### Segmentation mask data
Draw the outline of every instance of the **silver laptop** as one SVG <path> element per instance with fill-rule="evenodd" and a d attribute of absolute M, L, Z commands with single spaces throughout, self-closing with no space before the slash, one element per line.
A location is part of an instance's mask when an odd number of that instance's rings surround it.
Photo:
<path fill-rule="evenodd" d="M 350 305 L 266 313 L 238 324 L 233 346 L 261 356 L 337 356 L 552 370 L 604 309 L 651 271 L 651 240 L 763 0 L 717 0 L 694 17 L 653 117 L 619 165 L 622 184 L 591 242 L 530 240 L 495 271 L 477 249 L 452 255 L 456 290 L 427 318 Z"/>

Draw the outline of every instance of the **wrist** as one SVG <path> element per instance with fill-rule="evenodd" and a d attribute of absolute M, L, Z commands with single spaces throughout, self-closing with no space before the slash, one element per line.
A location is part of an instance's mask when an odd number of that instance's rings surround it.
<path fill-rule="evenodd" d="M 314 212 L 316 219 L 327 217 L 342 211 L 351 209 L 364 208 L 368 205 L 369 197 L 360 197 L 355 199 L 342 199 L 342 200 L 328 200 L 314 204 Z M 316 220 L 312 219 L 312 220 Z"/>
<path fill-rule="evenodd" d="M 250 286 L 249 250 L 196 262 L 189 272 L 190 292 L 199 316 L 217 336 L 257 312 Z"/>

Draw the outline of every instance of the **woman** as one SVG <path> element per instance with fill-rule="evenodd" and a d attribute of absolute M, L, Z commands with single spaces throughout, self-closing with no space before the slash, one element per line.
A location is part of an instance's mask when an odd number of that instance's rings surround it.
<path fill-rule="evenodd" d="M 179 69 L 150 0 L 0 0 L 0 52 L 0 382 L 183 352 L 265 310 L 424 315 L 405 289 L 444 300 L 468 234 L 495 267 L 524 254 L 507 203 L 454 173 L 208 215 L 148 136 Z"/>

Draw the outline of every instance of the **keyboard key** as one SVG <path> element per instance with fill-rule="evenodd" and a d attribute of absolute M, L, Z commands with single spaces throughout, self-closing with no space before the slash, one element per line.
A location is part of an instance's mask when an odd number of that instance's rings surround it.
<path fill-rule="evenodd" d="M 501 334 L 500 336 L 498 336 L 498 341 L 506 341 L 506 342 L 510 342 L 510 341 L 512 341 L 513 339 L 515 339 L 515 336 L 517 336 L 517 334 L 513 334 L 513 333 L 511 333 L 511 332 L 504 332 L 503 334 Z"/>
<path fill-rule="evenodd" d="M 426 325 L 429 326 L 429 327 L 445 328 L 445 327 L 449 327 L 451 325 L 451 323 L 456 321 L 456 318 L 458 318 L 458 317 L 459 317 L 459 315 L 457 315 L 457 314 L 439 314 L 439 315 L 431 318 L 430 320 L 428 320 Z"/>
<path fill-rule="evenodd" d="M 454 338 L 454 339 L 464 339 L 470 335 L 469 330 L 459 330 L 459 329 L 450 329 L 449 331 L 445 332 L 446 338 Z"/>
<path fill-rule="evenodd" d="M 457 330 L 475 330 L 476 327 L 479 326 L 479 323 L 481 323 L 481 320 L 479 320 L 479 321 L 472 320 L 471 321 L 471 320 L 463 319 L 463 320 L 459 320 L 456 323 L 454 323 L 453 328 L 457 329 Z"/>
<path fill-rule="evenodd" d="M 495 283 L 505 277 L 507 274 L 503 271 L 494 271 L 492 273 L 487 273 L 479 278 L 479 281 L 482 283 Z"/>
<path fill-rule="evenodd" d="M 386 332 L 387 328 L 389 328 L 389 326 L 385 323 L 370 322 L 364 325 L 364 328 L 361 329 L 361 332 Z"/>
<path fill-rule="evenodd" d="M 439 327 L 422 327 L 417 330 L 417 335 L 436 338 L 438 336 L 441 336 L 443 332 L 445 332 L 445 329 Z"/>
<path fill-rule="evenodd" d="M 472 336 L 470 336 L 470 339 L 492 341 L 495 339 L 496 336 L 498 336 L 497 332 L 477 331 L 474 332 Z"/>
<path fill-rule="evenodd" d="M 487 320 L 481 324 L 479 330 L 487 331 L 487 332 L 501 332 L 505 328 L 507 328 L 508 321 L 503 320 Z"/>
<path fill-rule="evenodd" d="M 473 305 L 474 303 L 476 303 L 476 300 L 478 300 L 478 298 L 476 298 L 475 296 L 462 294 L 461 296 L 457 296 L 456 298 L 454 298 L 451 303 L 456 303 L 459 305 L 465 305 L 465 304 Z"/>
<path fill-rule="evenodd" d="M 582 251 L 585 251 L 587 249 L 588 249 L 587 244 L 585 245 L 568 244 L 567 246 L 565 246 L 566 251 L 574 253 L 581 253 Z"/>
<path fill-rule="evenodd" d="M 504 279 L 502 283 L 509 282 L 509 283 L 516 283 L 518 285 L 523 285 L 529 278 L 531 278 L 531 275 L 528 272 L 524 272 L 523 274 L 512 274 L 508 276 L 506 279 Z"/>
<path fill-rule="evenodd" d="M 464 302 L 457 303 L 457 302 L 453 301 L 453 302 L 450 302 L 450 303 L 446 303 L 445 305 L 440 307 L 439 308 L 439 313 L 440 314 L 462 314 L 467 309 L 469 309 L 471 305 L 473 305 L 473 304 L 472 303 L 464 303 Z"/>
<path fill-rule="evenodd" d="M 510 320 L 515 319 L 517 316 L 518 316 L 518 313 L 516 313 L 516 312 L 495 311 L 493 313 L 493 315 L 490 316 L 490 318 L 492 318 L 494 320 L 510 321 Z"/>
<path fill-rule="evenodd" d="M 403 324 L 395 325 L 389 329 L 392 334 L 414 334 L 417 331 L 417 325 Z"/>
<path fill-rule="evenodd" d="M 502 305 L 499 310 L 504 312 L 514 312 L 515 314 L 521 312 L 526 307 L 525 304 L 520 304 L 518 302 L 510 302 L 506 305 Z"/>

### Description of the task
Transcribe the records above exactly, from the opening line down to and including the line with "Draw the outline of every instance of the **wrist**".

### Answer section
Draw the outline of every instance of the **silver laptop** as one SVG <path> element per instance with fill-rule="evenodd" and a d attribute of absolute M, L, Z commands with single spaces throughout, self-closing with no space before the slash, one element per line.
A location is part of an instance's mask when an odd number of that instance's rings surround it.
Photo:
<path fill-rule="evenodd" d="M 350 305 L 266 313 L 238 324 L 233 346 L 261 356 L 337 356 L 552 370 L 604 309 L 651 271 L 651 240 L 763 0 L 717 0 L 694 17 L 653 117 L 619 165 L 622 184 L 591 242 L 530 240 L 495 271 L 477 249 L 452 255 L 456 290 L 427 318 Z"/>

Draw the outline of every instance of the **wrist** as one SVG <path> element per instance with fill-rule="evenodd" and a d attribute of absolute M, L, Z commands with single spaces throughout, self-closing with no space before the slash, one element per line.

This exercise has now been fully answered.